Metodológica e estruturalmente, os encontros foram organizados e desenvolvidos por meio de uma sequência básica de ações: acolhimento, nutrição literária, produção expressiva, ressonâncias da palavra escrita em um “caderno de bordo”, partilha, fechamento. O acolhimento iniciava com danças circulares (WOSIEN, 2000; BARTON, 2012; OSTETTO, 2014). Em seguida, abraçando os preceitos da Biblioterapia (OUAKNIN, 1996; SEIXAS, 2014), havia a disponibilização de livros infanto-juvenis e de poesia (tempo chamado de nutrição literária). Com a utilização de materiais diversificados, dentro da perspectiva da Arteterapia (PHILIPPINI, 2009, 2013), criava-se, então, um momento de produção expressiva. A depender do contexto, a ordem das proposições poderia ser invertida: primeiro convidar a uma atividade expressiva e, durante ou após, oferecer a nutrição literária. Sendo uma ou outra a ordem de propostas, havia sempre a exposição, no centro da roda então formada, das produções criadas à mão; abria-se, assim, o tempo para as ressonâncias da palavra escrita em um “caderno de bordo”, no exercício da escrita criativa (PHILIPPINI, 2009). Após os registros escritos, convidava-se à partilha oral e fazia-se o fechamento do ciclo com uma dança circular.

##########

*SOLICITAÇÃO 1*
No trecho sobre a organização dos encontros, com que atividade se iniciava o acolhimento?

*MATERIAL FORNECIDO*
##########

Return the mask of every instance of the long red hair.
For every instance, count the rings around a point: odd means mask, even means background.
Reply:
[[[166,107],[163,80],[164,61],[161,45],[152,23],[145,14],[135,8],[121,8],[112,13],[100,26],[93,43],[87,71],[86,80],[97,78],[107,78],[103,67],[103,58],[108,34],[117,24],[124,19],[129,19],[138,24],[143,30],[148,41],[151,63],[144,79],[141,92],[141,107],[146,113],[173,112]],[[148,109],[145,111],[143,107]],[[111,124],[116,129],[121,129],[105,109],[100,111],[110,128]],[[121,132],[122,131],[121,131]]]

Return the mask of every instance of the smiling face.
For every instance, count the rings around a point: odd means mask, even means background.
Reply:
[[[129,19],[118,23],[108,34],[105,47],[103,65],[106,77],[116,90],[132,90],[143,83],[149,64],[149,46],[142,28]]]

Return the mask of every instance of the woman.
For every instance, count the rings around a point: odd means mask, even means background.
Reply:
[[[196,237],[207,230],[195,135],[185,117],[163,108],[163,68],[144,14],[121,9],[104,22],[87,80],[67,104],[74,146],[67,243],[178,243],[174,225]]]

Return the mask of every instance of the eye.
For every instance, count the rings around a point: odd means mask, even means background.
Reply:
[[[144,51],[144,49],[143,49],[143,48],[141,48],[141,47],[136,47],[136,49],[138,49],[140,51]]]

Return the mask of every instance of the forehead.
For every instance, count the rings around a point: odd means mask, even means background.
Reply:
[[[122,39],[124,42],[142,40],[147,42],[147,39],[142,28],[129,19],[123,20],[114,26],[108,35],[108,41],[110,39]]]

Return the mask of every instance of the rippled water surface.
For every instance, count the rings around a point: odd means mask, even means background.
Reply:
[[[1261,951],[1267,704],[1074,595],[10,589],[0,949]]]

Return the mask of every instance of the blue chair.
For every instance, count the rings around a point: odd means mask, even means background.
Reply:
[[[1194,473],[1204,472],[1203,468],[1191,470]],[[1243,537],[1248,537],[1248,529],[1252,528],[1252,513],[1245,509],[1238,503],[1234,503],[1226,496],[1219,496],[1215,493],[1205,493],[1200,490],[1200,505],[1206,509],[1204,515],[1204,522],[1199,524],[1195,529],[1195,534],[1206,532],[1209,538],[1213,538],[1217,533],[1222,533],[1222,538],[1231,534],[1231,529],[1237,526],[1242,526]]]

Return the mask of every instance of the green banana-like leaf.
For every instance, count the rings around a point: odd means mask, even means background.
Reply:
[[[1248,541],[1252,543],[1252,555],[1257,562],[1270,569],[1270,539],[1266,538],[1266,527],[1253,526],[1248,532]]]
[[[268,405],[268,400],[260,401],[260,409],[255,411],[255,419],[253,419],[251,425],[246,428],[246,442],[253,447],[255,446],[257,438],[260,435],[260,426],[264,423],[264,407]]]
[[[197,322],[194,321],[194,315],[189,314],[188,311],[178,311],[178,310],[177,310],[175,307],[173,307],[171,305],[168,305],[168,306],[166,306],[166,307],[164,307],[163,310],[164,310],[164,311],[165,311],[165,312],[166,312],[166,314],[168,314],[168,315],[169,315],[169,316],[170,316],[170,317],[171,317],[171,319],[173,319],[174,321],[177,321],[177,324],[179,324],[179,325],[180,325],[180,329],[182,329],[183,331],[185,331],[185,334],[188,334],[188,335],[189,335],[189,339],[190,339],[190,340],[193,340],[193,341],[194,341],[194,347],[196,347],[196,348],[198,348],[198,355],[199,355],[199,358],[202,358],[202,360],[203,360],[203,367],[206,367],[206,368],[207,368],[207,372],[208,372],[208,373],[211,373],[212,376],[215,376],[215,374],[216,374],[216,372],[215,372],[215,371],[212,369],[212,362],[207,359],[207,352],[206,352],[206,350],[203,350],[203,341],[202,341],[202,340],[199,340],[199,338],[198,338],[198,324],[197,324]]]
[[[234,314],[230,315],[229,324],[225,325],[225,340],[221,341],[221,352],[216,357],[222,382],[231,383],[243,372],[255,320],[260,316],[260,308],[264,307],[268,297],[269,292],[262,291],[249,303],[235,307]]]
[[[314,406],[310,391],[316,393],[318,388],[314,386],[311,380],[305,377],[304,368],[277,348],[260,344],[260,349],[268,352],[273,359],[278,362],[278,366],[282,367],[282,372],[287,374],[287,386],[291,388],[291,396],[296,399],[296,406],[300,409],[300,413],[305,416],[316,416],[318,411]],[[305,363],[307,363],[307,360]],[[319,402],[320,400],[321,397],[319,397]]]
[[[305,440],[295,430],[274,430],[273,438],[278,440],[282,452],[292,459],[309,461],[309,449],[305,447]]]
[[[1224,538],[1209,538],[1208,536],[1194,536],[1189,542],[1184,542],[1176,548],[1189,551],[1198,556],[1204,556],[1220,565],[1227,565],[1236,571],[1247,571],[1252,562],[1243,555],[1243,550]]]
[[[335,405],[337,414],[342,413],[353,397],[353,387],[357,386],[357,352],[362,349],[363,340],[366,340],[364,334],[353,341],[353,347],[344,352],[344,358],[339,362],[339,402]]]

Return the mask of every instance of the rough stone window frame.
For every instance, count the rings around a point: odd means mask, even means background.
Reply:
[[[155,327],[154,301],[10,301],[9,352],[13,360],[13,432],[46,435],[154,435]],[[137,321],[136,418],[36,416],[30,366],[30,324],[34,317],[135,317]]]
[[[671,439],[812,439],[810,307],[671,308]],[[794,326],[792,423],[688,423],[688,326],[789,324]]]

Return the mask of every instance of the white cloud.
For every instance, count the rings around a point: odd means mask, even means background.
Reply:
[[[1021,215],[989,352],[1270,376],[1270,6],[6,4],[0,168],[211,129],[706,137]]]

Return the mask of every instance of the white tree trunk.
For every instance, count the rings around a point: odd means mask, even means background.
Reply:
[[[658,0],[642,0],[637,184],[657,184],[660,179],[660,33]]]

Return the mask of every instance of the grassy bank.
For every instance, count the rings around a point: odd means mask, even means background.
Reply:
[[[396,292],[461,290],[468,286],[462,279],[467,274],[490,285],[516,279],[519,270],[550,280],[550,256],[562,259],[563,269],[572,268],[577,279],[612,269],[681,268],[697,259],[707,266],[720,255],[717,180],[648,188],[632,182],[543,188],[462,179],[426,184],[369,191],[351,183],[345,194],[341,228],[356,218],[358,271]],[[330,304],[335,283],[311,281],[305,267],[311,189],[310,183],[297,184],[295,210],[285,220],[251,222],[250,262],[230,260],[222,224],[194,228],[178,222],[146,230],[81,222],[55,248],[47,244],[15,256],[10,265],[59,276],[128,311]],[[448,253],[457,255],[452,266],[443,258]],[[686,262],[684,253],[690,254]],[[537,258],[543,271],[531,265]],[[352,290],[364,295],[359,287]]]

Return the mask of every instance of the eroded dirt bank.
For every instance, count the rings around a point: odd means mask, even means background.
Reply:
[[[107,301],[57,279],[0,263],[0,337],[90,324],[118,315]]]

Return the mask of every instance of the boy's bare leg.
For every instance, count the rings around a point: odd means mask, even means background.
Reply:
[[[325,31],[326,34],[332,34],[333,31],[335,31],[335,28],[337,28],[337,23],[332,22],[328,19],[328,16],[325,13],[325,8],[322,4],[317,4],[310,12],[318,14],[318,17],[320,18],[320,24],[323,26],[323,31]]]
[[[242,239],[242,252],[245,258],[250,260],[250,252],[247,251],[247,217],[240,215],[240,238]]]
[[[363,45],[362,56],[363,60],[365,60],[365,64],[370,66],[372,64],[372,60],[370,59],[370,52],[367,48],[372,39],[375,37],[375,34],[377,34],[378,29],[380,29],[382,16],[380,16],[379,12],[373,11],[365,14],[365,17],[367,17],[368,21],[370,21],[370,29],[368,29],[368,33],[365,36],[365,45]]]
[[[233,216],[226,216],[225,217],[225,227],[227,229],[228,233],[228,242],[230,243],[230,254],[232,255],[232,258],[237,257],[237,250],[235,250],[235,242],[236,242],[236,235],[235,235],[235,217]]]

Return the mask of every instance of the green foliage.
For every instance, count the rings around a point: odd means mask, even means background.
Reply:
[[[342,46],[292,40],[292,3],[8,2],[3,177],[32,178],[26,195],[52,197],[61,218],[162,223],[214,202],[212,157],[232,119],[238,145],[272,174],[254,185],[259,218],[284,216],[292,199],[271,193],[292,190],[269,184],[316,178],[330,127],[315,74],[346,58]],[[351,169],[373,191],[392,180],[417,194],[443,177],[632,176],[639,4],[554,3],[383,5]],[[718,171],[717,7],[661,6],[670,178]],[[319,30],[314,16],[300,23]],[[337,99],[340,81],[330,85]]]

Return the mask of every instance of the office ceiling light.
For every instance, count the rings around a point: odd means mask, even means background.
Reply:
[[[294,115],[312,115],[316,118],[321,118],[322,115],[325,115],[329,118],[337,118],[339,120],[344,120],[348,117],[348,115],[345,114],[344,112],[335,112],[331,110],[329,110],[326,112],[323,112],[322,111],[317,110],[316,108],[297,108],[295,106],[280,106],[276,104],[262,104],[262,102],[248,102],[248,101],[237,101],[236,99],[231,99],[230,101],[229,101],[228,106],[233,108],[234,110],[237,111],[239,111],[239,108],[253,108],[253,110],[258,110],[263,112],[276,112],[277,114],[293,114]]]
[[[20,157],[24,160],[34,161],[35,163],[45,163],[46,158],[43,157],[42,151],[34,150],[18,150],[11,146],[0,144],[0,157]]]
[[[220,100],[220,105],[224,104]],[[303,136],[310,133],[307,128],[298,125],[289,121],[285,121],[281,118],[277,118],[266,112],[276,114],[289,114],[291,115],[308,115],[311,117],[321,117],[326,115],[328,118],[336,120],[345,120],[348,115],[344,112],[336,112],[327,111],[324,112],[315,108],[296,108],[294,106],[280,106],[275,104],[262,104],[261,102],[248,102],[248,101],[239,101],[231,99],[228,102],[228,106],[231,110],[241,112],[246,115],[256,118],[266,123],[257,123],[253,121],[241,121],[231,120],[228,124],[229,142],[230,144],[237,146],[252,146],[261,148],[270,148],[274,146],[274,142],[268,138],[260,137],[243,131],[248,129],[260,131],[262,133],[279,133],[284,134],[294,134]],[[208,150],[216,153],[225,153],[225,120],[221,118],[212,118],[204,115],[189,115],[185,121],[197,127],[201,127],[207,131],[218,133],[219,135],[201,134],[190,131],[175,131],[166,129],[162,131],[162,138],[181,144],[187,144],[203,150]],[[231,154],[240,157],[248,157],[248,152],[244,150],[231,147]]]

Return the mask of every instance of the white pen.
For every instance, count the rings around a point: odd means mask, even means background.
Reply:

##########

*SOLICITAÇÃO 2*
Reescreva as entradas desde a primeira até a linha que contém "[[[1261,951],[1267,704],[1074,595],[10,589],[0,949]]]", inclusive, renomeando "woman" para "person" e mantendo todo o resto intacto.

*RESULTADO CORRETO 1*
O acolhimento começava com danças circulares.

*RESULTADO CORRETO 2*
Return the mask of every instance of the long red hair.
For every instance, count the rings around a point: odd means mask, even means background.
Reply:
[[[166,107],[163,80],[164,61],[161,45],[152,23],[145,14],[135,8],[121,8],[112,13],[100,26],[93,43],[87,71],[86,80],[97,78],[107,78],[103,67],[103,58],[108,34],[117,24],[124,19],[129,19],[138,24],[143,30],[148,41],[151,63],[144,79],[141,92],[141,107],[146,113],[173,112]],[[148,109],[145,111],[143,107]],[[111,124],[116,129],[121,129],[105,109],[100,111],[110,128]],[[121,132],[122,131],[121,131]]]

Return the mask of every instance of the smiling face.
For every instance, count the rings around a point: odd means mask, even means background.
Reply:
[[[129,19],[118,23],[108,34],[105,47],[103,65],[106,77],[116,90],[132,90],[143,83],[149,64],[149,46],[142,28]]]

Return the mask of every instance of the person.
For every instance, count the rings around a point: odd means mask, even means background.
Reply:
[[[196,237],[207,230],[195,135],[185,117],[163,108],[163,68],[144,14],[121,9],[104,22],[87,80],[67,104],[74,146],[67,243],[178,243],[174,225]]]

Return the mask of every instance of the eye.
For every instance, count the rings around a point: odd means mask, even means background.
Reply:
[[[144,51],[144,49],[143,49],[143,48],[141,48],[141,47],[136,47],[136,49],[138,49],[140,51]]]

Return the mask of every instance of the forehead.
For every instance, count the rings around a point: odd means mask, even means background.
Reply:
[[[122,39],[124,42],[142,40],[147,42],[147,39],[142,28],[129,19],[123,20],[114,26],[108,35],[108,41],[110,39]]]

Return the mask of every instance of the rippled water surface.
For every instance, count the rings around a point: odd means mask, even means background.
Reply:
[[[1261,951],[1267,704],[1074,595],[10,589],[0,949]]]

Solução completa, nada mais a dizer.